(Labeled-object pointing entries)

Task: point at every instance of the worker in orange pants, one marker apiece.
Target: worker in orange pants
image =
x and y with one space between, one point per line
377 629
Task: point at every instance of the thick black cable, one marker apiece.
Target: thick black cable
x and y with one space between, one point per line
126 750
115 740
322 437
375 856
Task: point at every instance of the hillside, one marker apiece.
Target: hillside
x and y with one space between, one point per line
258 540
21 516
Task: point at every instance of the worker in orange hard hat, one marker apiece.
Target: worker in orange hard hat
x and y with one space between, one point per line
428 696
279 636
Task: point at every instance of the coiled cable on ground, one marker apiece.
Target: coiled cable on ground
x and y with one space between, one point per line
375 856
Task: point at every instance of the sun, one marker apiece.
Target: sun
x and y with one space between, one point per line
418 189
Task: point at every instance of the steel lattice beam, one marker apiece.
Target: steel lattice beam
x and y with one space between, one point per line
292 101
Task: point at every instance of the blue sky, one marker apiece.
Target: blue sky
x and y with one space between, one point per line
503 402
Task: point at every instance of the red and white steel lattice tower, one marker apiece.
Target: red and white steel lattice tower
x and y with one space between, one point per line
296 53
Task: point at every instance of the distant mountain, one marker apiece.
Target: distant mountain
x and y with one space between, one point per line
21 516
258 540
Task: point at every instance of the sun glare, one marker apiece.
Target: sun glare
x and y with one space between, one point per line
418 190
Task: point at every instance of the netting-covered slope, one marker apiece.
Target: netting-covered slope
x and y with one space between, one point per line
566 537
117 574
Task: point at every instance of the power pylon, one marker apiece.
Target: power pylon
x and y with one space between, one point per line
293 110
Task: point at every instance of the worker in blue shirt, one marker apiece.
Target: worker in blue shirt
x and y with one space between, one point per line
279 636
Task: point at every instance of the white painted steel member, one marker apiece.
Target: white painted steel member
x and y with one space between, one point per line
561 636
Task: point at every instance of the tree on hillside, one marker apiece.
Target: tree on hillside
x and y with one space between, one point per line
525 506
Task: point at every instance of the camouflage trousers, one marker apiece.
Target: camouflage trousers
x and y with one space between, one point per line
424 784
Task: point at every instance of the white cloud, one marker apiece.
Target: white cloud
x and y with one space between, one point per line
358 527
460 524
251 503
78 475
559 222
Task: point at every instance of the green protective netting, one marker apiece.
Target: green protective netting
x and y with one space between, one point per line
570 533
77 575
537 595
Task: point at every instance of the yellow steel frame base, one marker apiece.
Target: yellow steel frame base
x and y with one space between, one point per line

**Given problem**
Extract all of the data exactly as written.

**Solution to the problem**
Task: point at every instance of the worker in orange pants, one marker apiece.
Target: worker in orange pants
image =
x and y with one space between, one point per line
377 629
Task: point at every instance of the thick black cable, one marker apiece.
Target: thick black cable
x and y with one space between, one point per line
126 750
115 740
322 437
375 856
Task: point at every instance of the hillside, one marker apiece.
Target: hillside
x and y with one space between, one point per line
258 540
21 516
Task: point at every instance of the worker in orange hard hat, one marker apiece.
Target: worker in orange hard hat
x and y with one space between, one point per line
428 696
279 636
Task: point at every instance of the coiled cable on ground, one marker apiece.
Target: coiled cable on ground
x and y with one space between, one point per line
375 856
Task: point at every instance of the sun, one marker apiece.
Target: sun
x and y with one space between, one point per line
418 189
Task: point at every instance of the steel lattice beam, one marker apiece.
Target: steel lattice beam
x and y with one space between, one point per line
292 101
Task: point at every instance of the blue sky, one marker apiece.
Target: blue sky
x and y with one space between, one point per line
503 402
Task: point at every instance of the red and white steel lattice tower, one marker apiece.
Target: red and white steel lattice tower
x and y with one space between, one point per line
296 53
Task: point at every instance of the distant mountain, one marker apiece.
Target: distant mountain
x and y with one space between, one point per line
21 516
258 540
Task: point at every instance of the sun glare, one marker apiece.
Target: sun glare
x and y with one space between, one point per line
418 190
Task: point at every instance of the netting-covered slope, one marker apiece.
Target: netting-covered slope
x and y with one space between, one point per line
566 537
117 574
Task: point at every instance of the power pylon, one marker apiece.
Target: power pylon
x and y with one space between, one point per line
293 110
Task: point at every instance of the worker in blue shirt, one marker apiece.
Target: worker in blue shirt
x and y with one space between, one point per line
279 636
Task: point at every instance of the white painted steel member, one marker apiece.
Target: white painted steel member
x and y with one space between, one point per line
561 636
Task: point at every instance of the tree on hillside, one marker apiece.
Target: tree on hillside
x and y with one space between, one point per line
525 506
Task: point at every instance of the camouflage trousers, one marker apiece.
Target: camouflage trousers
x and y with one space between, one point per line
424 784
Task: point at every instance of the white cloud, one marker apiece.
Target: white cloud
x and y with one space between, one point per line
358 527
460 524
251 503
78 475
559 222
Task: point at every instance of the green protective netting, one marker apiece.
Target: green protective netting
x and y with one space between, one point per line
570 533
77 575
537 595
Task: point at every instance of the yellow steel frame base, one marker apiece.
Target: yellow steel frame base
x and y with one space between, one point per line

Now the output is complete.